■ REQUIREMENT ■
Gather every line in the listing below that contains the string "wiper".

(Saved entries)
***

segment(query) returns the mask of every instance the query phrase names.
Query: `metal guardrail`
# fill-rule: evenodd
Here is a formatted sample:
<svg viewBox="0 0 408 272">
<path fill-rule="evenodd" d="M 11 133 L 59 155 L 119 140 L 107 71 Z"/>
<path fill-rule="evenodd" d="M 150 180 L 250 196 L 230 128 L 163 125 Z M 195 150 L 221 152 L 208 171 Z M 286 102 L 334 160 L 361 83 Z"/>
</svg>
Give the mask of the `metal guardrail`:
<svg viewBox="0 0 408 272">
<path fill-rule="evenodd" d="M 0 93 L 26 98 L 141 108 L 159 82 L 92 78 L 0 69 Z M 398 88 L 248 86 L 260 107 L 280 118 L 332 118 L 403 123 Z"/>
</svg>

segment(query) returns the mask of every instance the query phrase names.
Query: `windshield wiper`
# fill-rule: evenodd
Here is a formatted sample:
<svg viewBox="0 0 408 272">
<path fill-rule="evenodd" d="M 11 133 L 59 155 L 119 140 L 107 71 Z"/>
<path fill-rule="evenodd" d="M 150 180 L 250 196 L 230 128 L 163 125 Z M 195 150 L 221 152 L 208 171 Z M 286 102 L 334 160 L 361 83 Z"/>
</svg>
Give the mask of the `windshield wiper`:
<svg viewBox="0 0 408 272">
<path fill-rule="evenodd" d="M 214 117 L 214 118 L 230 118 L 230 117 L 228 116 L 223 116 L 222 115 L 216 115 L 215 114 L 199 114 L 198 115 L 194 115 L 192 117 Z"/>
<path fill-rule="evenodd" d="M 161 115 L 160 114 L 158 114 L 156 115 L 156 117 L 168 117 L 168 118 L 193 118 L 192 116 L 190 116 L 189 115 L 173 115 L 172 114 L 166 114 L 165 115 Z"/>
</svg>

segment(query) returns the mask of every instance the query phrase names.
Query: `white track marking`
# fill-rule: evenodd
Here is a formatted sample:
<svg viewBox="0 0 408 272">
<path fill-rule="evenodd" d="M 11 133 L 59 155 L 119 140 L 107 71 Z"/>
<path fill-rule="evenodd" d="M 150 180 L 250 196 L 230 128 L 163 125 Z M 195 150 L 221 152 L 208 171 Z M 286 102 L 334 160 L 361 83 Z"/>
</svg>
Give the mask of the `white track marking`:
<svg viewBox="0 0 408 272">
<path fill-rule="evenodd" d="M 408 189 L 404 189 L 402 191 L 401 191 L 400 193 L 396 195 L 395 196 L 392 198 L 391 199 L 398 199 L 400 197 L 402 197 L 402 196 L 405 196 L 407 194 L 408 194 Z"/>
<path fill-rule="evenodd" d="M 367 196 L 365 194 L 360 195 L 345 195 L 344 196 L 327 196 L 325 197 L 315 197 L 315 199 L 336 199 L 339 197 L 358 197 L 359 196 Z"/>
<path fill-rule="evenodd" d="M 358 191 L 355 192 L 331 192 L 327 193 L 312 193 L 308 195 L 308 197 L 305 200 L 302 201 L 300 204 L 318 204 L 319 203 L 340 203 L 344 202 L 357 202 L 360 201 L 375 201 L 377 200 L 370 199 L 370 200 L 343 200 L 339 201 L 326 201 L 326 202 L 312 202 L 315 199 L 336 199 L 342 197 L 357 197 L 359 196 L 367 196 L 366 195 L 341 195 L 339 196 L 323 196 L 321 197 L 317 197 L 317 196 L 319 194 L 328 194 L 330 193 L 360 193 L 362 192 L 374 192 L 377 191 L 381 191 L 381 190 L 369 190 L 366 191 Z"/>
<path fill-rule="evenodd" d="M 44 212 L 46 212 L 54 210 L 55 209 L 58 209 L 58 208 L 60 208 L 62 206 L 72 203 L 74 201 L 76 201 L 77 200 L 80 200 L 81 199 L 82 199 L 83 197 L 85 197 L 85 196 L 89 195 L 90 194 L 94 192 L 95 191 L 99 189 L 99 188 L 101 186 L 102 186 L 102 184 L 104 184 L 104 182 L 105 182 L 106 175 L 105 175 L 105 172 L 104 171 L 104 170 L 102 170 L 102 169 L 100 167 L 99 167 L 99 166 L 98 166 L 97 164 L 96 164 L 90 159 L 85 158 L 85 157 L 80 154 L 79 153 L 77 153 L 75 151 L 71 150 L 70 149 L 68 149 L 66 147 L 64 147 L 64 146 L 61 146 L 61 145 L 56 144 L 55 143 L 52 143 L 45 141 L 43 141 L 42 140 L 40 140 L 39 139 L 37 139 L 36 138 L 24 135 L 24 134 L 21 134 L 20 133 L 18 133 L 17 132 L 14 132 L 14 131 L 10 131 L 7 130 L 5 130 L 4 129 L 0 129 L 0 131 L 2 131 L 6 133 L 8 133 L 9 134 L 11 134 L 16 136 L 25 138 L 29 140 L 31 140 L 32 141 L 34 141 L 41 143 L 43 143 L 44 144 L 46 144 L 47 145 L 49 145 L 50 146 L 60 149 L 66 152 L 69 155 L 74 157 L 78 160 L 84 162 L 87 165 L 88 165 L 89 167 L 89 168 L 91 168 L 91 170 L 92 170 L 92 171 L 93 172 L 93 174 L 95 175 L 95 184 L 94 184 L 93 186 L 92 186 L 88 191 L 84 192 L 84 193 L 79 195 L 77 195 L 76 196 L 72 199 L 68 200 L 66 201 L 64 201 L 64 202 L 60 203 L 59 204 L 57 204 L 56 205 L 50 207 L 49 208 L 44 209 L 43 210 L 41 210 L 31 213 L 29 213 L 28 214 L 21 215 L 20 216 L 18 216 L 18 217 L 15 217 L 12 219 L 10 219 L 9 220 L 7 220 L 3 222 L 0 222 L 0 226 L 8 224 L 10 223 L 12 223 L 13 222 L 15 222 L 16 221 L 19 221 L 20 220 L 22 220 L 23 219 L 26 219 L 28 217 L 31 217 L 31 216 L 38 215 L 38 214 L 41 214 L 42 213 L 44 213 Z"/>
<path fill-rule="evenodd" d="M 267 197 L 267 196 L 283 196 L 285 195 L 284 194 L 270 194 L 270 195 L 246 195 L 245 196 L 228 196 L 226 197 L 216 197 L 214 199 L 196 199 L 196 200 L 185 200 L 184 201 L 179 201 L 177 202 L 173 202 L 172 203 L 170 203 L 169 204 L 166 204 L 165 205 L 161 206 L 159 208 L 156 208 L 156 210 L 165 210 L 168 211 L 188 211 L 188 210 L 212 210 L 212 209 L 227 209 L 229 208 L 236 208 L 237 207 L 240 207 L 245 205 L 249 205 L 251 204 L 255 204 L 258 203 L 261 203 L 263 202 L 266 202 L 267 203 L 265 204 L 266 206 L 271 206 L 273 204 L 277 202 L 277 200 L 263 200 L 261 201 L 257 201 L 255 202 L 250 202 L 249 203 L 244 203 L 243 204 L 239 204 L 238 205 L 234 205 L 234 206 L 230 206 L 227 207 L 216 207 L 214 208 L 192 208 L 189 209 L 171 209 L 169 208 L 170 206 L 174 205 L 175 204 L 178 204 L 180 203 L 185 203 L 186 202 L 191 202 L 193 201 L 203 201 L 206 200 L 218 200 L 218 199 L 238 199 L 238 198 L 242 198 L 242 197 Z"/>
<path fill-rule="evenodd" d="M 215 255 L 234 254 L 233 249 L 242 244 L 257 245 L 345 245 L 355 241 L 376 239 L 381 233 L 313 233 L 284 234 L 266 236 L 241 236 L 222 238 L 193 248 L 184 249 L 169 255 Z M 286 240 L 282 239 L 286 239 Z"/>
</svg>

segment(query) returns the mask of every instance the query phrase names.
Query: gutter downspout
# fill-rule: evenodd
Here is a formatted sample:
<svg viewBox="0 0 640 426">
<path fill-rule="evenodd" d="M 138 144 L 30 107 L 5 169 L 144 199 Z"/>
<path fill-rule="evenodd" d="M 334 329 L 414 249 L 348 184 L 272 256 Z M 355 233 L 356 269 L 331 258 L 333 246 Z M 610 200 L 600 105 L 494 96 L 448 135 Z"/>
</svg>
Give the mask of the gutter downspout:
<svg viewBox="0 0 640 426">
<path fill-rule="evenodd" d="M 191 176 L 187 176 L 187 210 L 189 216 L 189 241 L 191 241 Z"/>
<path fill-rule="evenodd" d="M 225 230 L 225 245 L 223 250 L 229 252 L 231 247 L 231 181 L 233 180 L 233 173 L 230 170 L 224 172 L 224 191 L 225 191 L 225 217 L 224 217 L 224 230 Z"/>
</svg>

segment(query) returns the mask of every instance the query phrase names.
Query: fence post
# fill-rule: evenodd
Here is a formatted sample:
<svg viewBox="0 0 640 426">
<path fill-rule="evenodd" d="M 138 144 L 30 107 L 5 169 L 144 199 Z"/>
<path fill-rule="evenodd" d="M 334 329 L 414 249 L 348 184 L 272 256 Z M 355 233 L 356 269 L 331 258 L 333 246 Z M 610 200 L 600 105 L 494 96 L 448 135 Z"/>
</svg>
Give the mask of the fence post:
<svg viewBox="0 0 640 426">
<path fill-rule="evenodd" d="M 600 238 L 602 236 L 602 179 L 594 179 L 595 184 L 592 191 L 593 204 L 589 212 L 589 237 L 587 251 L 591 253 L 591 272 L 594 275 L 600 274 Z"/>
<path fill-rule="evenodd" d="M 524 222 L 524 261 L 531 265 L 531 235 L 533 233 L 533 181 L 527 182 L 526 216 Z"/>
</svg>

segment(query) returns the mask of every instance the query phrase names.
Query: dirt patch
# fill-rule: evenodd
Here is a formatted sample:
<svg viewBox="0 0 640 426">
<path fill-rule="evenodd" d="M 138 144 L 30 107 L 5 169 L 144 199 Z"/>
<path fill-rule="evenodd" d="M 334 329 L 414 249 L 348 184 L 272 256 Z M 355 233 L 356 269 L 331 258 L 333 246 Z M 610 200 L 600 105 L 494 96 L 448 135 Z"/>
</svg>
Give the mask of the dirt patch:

***

■ FINAL RESULT ■
Query: `windshield wiper`
Give the mask of the `windshield wiper`:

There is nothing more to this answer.